> Record excerpts:
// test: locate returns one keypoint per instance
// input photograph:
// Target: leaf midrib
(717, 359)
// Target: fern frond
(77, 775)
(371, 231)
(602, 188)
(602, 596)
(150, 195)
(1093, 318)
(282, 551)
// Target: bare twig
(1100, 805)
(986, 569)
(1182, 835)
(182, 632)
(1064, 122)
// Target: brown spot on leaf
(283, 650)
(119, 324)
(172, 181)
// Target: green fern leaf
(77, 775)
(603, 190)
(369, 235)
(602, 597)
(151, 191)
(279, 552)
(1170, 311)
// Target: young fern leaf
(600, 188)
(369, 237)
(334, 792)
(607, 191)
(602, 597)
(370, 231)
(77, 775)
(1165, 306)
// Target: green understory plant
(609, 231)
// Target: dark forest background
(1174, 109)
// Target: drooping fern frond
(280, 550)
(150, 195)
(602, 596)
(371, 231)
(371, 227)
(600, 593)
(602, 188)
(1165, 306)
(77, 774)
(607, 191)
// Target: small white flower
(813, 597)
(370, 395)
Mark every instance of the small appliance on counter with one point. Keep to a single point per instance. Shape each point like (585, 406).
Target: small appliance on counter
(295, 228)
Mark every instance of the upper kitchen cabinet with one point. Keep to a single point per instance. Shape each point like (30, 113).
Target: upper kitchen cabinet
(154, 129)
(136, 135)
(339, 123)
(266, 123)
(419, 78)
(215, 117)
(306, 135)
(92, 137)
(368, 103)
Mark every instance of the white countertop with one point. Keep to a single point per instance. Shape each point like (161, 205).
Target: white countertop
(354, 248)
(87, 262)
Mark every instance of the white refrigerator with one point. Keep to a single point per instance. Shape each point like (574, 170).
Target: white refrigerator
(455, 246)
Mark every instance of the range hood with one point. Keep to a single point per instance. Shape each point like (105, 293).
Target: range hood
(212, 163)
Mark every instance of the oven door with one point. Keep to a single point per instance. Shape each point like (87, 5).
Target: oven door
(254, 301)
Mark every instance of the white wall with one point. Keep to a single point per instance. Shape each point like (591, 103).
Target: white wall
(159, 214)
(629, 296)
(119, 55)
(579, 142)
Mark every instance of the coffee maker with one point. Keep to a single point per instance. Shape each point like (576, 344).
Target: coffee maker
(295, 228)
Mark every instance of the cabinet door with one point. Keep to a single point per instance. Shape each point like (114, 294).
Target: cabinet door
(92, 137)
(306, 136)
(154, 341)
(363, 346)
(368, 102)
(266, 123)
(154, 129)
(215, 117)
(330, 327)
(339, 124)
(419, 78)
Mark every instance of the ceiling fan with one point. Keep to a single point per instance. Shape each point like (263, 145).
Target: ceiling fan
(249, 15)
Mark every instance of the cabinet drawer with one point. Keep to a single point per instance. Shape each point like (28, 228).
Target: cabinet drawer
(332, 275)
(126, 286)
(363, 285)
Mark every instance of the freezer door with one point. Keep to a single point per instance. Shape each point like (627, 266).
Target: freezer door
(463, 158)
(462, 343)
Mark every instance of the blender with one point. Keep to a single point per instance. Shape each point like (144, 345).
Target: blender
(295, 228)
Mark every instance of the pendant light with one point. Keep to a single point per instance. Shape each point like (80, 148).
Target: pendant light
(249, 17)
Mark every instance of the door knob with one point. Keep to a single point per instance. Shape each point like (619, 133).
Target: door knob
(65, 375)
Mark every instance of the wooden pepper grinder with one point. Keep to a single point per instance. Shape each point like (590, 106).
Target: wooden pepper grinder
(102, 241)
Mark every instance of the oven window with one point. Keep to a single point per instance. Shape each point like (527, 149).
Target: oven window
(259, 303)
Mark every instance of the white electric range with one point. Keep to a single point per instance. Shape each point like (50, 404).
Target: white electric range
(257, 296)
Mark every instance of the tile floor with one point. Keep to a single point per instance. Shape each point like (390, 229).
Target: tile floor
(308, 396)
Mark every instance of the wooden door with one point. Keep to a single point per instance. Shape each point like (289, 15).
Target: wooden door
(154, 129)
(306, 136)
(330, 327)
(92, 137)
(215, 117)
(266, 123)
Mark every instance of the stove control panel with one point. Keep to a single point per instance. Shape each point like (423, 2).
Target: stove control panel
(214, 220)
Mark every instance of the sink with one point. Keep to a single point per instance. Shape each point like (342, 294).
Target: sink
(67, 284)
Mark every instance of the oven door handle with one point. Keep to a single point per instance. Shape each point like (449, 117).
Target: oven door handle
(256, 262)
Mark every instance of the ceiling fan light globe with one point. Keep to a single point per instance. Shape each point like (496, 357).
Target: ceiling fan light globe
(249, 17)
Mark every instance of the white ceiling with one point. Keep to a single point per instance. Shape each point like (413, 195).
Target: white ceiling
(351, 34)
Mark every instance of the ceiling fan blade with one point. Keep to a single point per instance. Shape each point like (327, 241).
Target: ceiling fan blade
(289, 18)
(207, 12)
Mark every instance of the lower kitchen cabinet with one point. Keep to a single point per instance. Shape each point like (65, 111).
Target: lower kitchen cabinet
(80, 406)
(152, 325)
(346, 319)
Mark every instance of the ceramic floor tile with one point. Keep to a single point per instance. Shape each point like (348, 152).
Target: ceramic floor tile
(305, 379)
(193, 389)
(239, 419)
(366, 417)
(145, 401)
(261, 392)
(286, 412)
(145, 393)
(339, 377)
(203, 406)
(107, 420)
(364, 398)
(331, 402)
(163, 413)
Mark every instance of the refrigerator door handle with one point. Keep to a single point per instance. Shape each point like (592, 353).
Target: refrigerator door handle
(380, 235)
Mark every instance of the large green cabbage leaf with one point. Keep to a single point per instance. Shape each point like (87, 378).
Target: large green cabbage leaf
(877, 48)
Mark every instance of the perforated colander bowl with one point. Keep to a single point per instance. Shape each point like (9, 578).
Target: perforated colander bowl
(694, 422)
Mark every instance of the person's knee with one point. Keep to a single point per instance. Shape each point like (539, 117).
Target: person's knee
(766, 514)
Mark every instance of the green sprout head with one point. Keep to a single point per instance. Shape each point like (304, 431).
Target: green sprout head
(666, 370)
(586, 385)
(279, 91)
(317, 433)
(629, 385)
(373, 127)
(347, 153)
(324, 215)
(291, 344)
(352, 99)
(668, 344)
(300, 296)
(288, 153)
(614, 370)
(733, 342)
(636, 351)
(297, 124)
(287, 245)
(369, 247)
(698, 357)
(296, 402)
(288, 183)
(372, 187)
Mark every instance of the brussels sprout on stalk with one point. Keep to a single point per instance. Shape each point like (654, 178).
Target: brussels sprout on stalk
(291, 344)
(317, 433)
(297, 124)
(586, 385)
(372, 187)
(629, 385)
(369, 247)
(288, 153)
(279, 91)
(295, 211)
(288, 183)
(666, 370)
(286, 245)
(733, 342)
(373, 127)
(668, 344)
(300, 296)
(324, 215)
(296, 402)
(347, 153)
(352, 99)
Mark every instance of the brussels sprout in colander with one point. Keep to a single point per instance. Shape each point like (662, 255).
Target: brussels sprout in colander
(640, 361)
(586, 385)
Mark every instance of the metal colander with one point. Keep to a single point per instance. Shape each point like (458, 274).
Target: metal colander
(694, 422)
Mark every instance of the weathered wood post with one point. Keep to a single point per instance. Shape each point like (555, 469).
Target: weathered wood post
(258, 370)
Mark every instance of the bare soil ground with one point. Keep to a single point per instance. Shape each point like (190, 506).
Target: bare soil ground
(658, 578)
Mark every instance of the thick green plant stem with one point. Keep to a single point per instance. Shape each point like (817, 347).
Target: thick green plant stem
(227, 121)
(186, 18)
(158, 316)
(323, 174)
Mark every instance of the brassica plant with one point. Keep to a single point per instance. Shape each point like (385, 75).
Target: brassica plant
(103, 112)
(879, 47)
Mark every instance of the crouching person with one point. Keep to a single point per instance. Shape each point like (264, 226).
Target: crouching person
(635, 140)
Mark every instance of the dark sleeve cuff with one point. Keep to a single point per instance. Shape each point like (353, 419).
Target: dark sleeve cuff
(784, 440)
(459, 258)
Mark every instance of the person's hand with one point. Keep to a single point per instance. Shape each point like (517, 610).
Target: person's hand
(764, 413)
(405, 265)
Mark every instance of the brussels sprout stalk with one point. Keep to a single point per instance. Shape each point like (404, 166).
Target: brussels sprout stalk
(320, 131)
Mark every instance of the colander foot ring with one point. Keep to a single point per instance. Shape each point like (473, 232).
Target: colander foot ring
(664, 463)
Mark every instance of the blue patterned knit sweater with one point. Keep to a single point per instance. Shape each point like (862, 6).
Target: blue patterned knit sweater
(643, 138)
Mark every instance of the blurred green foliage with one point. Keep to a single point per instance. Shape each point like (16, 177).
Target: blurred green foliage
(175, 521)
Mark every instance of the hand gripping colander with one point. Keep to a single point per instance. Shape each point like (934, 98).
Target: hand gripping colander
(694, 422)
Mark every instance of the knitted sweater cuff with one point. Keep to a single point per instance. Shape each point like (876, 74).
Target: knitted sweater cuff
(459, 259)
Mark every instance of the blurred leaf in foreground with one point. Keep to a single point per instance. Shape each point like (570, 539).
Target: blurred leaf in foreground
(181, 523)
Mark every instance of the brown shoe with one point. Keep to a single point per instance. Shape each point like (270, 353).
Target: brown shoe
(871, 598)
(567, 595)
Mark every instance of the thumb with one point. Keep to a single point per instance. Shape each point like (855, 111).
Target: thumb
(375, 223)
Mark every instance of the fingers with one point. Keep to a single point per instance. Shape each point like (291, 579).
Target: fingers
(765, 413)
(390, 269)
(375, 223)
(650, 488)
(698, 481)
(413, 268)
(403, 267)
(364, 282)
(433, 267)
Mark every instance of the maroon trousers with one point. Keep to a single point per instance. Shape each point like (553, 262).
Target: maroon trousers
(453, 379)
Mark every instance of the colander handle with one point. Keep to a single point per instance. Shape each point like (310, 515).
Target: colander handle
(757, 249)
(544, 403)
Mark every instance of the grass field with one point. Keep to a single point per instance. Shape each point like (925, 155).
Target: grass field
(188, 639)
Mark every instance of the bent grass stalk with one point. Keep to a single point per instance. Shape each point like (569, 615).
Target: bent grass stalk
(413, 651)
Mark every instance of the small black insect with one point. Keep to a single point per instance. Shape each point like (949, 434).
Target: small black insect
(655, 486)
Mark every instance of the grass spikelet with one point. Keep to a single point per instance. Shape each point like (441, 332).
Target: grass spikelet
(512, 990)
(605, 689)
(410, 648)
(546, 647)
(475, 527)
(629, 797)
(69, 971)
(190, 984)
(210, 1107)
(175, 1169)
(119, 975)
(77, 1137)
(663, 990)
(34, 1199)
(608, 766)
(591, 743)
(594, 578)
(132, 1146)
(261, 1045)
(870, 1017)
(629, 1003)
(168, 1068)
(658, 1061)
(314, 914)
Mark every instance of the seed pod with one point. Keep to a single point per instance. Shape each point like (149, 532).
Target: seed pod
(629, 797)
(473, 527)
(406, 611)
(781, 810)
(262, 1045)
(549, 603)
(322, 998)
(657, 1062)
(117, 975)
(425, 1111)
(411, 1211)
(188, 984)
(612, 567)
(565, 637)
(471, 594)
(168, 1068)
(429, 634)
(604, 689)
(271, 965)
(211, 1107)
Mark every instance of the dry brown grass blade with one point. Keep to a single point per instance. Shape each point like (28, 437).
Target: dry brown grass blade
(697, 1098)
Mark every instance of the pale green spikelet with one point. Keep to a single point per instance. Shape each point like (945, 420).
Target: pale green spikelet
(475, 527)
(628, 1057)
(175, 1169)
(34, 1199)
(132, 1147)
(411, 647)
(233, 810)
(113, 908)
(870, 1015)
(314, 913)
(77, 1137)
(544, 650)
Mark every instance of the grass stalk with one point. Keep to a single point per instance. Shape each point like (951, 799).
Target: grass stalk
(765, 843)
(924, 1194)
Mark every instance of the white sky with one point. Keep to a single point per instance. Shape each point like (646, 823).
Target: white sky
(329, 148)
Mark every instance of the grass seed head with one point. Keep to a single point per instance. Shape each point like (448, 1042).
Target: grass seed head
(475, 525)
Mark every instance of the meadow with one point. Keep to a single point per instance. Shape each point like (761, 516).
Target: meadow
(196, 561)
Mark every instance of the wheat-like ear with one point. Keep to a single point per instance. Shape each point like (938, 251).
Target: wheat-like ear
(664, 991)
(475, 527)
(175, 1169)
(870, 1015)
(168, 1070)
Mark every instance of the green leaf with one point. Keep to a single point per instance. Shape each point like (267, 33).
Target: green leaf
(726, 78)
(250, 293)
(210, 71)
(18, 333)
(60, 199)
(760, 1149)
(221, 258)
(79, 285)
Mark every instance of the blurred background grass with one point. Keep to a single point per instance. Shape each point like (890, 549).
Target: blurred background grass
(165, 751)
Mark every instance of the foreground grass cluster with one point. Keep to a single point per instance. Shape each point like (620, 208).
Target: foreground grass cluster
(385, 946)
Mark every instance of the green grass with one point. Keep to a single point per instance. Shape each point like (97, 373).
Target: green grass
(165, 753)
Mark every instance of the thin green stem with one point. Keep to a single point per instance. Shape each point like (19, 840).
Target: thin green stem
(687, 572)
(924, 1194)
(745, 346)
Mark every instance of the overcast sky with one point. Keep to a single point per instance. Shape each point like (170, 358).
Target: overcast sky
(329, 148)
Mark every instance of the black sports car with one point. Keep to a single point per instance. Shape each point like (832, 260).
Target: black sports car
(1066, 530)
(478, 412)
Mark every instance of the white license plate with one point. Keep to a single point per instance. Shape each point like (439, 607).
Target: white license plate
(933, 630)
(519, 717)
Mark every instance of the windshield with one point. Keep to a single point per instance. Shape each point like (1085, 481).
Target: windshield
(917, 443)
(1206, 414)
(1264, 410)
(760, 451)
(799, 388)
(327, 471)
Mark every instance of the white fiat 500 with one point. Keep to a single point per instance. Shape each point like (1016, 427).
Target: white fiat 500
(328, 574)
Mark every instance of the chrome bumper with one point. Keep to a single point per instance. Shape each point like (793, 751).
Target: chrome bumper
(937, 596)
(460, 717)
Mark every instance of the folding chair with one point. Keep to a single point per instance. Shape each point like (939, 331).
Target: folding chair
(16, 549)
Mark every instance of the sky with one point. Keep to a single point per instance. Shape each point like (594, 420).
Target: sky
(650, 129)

> About this exercise:
The lines from the one holding "Target: folding chair" to the final line of the entries, both included, are what should be output, exactly and alone.

> Response area:
Target: folding chair
(16, 549)
Mark every instance of the sky with one point. Keep to a single point per instance. Shape each point like (594, 420).
Target: sky
(650, 129)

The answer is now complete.